Task to carry out - Return each entry exactly, omitting nothing.

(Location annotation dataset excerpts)
================================
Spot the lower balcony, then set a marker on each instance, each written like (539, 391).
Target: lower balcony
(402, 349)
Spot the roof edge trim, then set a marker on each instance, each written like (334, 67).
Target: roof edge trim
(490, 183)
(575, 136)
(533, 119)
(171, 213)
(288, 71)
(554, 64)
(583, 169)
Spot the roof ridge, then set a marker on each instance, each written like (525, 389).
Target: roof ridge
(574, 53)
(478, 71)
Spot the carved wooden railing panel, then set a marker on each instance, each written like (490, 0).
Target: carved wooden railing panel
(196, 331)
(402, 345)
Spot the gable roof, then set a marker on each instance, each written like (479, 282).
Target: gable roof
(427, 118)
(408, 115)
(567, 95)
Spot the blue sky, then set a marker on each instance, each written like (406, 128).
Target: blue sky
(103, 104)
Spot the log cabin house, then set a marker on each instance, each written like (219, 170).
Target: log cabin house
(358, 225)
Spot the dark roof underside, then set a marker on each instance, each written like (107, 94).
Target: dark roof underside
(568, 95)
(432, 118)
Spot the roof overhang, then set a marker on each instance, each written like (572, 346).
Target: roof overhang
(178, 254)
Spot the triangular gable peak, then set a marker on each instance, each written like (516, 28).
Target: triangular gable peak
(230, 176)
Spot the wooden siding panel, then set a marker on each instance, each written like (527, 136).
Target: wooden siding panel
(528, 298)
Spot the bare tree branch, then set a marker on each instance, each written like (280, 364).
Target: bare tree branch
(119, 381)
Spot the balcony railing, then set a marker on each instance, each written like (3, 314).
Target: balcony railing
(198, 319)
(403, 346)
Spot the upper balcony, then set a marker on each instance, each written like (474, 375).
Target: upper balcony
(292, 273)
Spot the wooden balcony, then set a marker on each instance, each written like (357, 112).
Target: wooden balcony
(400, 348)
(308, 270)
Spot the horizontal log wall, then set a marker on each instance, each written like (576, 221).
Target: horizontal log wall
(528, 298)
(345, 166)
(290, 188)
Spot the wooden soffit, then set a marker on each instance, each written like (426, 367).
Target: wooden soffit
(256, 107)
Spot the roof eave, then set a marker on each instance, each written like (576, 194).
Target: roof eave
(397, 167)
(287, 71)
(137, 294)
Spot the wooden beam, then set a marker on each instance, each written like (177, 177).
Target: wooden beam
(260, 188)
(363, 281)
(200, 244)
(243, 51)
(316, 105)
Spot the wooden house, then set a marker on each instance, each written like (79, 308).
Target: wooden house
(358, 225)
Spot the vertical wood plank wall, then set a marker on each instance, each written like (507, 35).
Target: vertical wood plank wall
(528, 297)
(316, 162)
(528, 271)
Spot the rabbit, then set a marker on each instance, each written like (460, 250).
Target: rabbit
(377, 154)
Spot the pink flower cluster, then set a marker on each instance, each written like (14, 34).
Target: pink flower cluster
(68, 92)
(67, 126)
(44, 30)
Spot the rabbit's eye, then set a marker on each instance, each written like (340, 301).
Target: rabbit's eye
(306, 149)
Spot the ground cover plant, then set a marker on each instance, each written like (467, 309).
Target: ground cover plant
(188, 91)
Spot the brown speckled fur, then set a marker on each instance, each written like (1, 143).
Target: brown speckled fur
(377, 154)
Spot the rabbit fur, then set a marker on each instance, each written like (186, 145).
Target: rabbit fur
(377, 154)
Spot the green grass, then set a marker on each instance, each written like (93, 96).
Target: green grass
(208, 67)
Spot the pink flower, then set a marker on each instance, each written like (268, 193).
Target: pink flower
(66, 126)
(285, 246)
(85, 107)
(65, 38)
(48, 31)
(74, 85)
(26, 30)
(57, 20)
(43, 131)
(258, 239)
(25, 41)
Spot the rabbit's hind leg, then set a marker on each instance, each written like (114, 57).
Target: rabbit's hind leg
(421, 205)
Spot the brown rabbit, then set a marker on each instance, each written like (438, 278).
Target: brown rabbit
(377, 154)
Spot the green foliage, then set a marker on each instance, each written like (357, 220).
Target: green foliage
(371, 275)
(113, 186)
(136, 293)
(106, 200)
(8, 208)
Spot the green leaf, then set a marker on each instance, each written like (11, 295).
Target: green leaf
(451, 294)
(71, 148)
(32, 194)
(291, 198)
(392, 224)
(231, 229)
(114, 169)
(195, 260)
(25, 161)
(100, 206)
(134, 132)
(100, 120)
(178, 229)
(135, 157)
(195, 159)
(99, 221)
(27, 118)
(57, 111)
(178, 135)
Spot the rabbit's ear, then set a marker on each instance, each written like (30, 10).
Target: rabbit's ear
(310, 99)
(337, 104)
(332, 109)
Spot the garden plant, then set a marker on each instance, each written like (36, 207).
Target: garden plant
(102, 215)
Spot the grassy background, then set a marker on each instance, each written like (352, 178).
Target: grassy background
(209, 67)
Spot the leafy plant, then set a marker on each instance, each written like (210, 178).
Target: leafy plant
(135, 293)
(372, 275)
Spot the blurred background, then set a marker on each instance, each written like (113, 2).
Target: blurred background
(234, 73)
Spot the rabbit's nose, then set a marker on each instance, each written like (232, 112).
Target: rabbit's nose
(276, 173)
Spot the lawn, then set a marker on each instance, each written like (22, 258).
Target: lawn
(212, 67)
================================
Solution below -
Spot the lower balcony, then set a marker on each instance, each written like (539, 391).
Target: lower balcony
(402, 349)
Spot the roof edge trim, then set a marker on each instance, each written like (334, 67).
Target: roof edge trim
(490, 183)
(575, 136)
(533, 119)
(171, 213)
(288, 71)
(554, 64)
(583, 169)
Spot the roof ridge, then set a marker on each instance, each written like (525, 389).
Target: roof ridge
(574, 53)
(478, 71)
Spot the carved wooden railing panel, then set a marker on each instance, each written like (490, 0).
Target: carved wooden railing panel
(196, 331)
(402, 345)
Spot the gable roof, then set a marker on each instance, each written like (479, 282).
Target: gable roof
(427, 118)
(408, 115)
(567, 95)
Spot the blue sky, then set a marker on each instance, each written like (406, 128).
Target: blue sky
(103, 104)
Spot the log cabin house, then set a marker on each instance, each written like (219, 170).
Target: log cabin house
(358, 225)
Spot the dark roof underside, then set a marker on each instance, each written like (107, 94).
Target: dark roof underside
(568, 95)
(432, 118)
Spot the roof overhang, then set a marker on each instance, each written like (572, 346).
Target: roof overhang
(178, 254)
Spot the triangular gable peak, then set a marker on each instance, each written like (516, 28).
Target: triangular gable peak
(230, 176)
Spot the wooden siding panel, then set a marker on each instance, each written like (527, 136).
Target: wooden siding panel
(528, 298)
Spot the bare tree branch, then set a marker on each instance, each written like (280, 364).
Target: bare tree branch
(119, 381)
Spot the balcony railing, then set a marker on each instance, each written like (3, 314).
Target: balcony railing
(198, 319)
(403, 346)
Spot the upper balcony, then set a marker on each instance, each written like (474, 375).
Target: upper balcony
(292, 273)
Spot the wooden balcony, then set a marker on each instance, each written like (357, 112).
Target: wooden balcony
(400, 348)
(308, 270)
Spot the horizontal log wall, then set a marker on each instance, each written like (576, 221).
Target: horizontal log wall
(528, 298)
(345, 166)
(290, 188)
Spot the wooden soffit, then set a marker on each instance, each written like (426, 367).
Target: wooden soffit
(256, 107)
Spot the roof eave, then set a marker on each instance, each written like (576, 194).
Target: roof eave
(397, 167)
(287, 71)
(137, 294)
Spot the wooden beam, then set a marker on each instance, each written like (177, 177).
Target: wooden beam
(260, 188)
(363, 281)
(200, 244)
(243, 51)
(316, 105)
Spot the wooden house, then set a marker on each instance, each written like (79, 308).
Target: wooden house
(358, 225)
Spot the vertical wood plank wall, then set a marker on each instance, each written like (507, 35).
Target: vertical wood plank wall
(528, 297)
(316, 162)
(528, 271)
Spot the rabbit, then set a marker on each instance, each written like (460, 250).
Target: rabbit
(377, 154)
Spot the pink flower cluster, then set a marker on each instance, each written like (14, 34).
Target: pink flower cluster
(68, 92)
(67, 126)
(44, 30)
Spot the rabbit's eye, then set a marker on each instance, each written like (340, 301).
Target: rabbit's eye
(306, 149)
Spot the ground cover plant, then set a marker on each instance, each written like (467, 309).
Target: ground cover plant
(188, 91)
Spot the brown speckled fur, then set a marker on each instance, each written like (1, 143).
Target: brown speckled fur
(377, 154)
Spot the rabbit fur, then set a marker on each instance, each written like (186, 145).
Target: rabbit fur
(377, 154)
Spot the green grass, then set a marker on each instance, each written like (93, 96).
Target: green grass
(208, 67)
Spot the pink flower, then set a marker on each instance, each written like (268, 193).
Target: pink flower
(66, 126)
(285, 246)
(85, 107)
(65, 38)
(48, 31)
(74, 85)
(26, 30)
(57, 20)
(43, 131)
(258, 239)
(25, 41)
Spot the rabbit's hind leg, then set a marker on each instance, each written like (114, 57).
Target: rabbit's hind leg
(421, 205)
Spot the brown rabbit, then set a marker on each instance, each written like (438, 278).
Target: brown rabbit
(377, 154)
Spot the green foliage, then set a marker on each instance, each written like (357, 220).
Target: green foliage
(371, 275)
(113, 186)
(136, 293)
(106, 200)
(8, 208)
Spot the green leaf, then set a marker on each instance, each written like (11, 295).
Target: green leaf
(451, 294)
(71, 148)
(32, 194)
(291, 198)
(392, 224)
(231, 229)
(114, 169)
(195, 260)
(25, 161)
(100, 206)
(134, 132)
(100, 120)
(178, 229)
(135, 157)
(195, 159)
(99, 221)
(27, 118)
(57, 111)
(178, 135)
Spot the rabbit's ear, then set a marker on each instance, each written like (30, 10).
Target: rabbit's ear
(310, 99)
(337, 104)
(332, 109)
Spot the garden plant, then set a marker on each instance, each written like (36, 207).
Target: garden plant
(102, 215)
Spot the grassy background, then set a marker on each instance, each written like (352, 178).
Target: grassy background
(209, 67)
Spot the leafy plant, then set a marker on each instance, each written like (210, 178).
Target: leafy plant
(135, 293)
(372, 275)
Spot the blurred background, then set a marker on each instance, each written like (113, 2).
Target: blurred background
(234, 73)
Spot the rabbit's nose, then set a marker on each instance, each written like (232, 112).
Target: rabbit's nose
(276, 173)
Spot the lawn, then set a marker on each instance, each written like (22, 258).
Target: lawn
(212, 67)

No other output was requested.